### Reading text
▼▼▼

We obtained specimens from 25 male and 25 female subjects from each decade of life, ages 1 to 100 years.

Anatomic Measurements
For each heart, measurements of LAA length, width, orifice size, and number of lobes were recorded (Figs 1 and 2). The LAA shape and presence or absence of pectinate muscles and their size were also recorded.

View larger version (142K): [in this window] [in a new window]   Figure 1. Measurements of the left atrial appendage (LAA) in an anatomic specimen. The LAA is outlined in black. The echocardiographic orifice (Oe) is somewhat larger than the anatomic orifice (Oa). The length (L) of the appendage is a curvilinear distance (dashed line) from Oa to the tip of the tail, whereas the maximal width (W) is a straight-line measurement. Nearly all appendages in the adult contain pectinate muscles >1 mm in diameter. Oe is usually measured from the junction of the left superior pulmonary vein (LSPV) entering the left atrium (LA) to the junction of the LA and LAA.

View larger version (83K): [in this window] [in a new window]   Figure 2. A, Diagram of a left atrial appendage (LAA) shows lobes (1, 2, and 3). Each distinct protrusion from the windsocklike body represents a lobe, as does the tail itself. Bends in the tail do not necessarily produce new lobes at the point of flexion. B, Gross anatomic specimen of LAA with two distinct lobes (1 and 2). LA indicates left atrium; LIPV, left inferior pulmonary vein; LPA, left pulmonary artery; and LSPV, left superior pulmonary vein.

The left atrium was opened and the orifice size was measured, with a ruler calibrated in centimeters, from a point just inferior to the left superior pulmonary vein to the opposite side of the orifice opening (Fig 1). The shape was elliptical rather than round. The orifice width was taken as the maximum dimension of the ellipse. Length was measured as the distance perpendicular from the opening of the orifice to the apex of the LAA tip. The widest external width was noted.

The number of lobes was counted by external examination and confirmed by probe exploration after the LAA was opened. Pectinate muscle size (<1 mm or 1 mm) was recorded.

▲▲▲

### What is required
In the text on left atrial appendage measurements, how was the number of lobes determined? The material comes from a different source than the text.

### Provided material
▼▼▼

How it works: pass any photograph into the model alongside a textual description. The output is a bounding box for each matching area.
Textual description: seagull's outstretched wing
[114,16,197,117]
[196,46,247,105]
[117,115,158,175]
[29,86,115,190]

▲▲▲
▼▼▼

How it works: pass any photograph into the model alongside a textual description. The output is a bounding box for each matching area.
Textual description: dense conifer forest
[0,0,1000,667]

▲▲▲

### Answer to this task
The lobes were counted by external examination and confirmed by probe exploration after the LAA was opened.